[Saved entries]

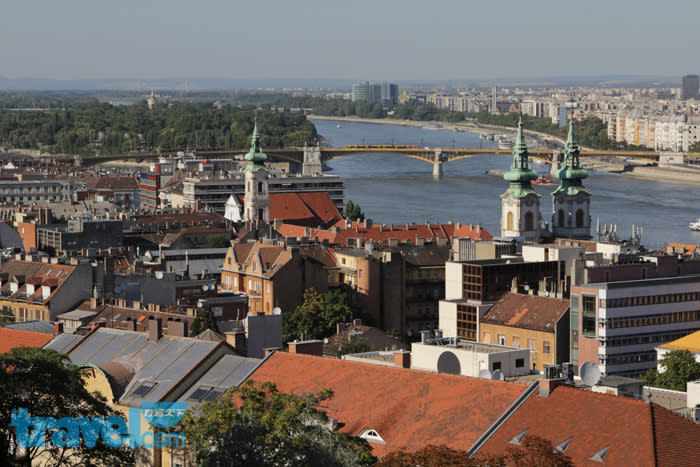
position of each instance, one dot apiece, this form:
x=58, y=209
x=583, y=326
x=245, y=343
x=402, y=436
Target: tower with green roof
x=571, y=201
x=256, y=204
x=520, y=204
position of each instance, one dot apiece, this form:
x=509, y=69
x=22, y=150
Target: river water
x=394, y=189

Set task - Copy the lines above exactly as they appear, but leave out the pictures.

Response below -
position of each instance, one dot apiece, this form:
x=58, y=209
x=583, y=326
x=245, y=343
x=402, y=436
Target: tower with green roof
x=571, y=201
x=256, y=204
x=520, y=204
position of each instance, one dot apiece, this form:
x=509, y=69
x=22, y=150
Target: river water
x=394, y=189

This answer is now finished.